## DATA TO USE:
.....

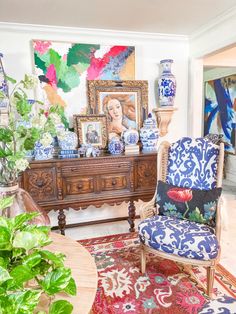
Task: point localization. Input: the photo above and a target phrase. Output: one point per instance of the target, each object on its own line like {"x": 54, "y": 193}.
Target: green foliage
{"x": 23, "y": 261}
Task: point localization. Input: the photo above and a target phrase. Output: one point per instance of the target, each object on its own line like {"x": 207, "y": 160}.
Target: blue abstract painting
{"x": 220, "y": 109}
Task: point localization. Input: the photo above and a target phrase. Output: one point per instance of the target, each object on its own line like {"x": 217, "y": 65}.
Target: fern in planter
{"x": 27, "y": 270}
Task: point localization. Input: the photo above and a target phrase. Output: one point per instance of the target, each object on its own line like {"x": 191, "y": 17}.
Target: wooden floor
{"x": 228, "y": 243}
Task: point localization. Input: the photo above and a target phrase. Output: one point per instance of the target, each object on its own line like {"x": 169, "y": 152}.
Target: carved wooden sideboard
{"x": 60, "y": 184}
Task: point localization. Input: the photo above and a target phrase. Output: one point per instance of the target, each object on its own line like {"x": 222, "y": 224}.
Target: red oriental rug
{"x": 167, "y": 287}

.....

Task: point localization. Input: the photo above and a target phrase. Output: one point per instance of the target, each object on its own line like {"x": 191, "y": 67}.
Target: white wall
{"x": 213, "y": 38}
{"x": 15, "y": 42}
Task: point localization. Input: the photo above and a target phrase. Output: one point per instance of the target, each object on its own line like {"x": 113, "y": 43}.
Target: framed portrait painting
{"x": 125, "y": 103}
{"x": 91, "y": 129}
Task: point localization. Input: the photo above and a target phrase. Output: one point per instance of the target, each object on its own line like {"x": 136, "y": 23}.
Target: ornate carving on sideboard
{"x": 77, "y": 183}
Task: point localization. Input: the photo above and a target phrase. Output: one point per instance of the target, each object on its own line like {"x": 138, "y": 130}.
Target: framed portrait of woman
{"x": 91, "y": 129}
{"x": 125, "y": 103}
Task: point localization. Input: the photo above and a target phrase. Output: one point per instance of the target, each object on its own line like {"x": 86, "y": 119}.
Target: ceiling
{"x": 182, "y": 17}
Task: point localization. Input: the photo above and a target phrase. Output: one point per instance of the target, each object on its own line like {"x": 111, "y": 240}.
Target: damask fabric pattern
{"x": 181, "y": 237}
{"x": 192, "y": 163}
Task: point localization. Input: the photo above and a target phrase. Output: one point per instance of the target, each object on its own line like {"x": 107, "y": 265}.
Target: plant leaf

.....

## SHORT PROBLEM:
Please show each line of the items above that contains the word "painting", copying every such line in full. Case counts.

## ANSWER TO THIS TASK:
Target: blue abstract painting
Target: framed portrait painting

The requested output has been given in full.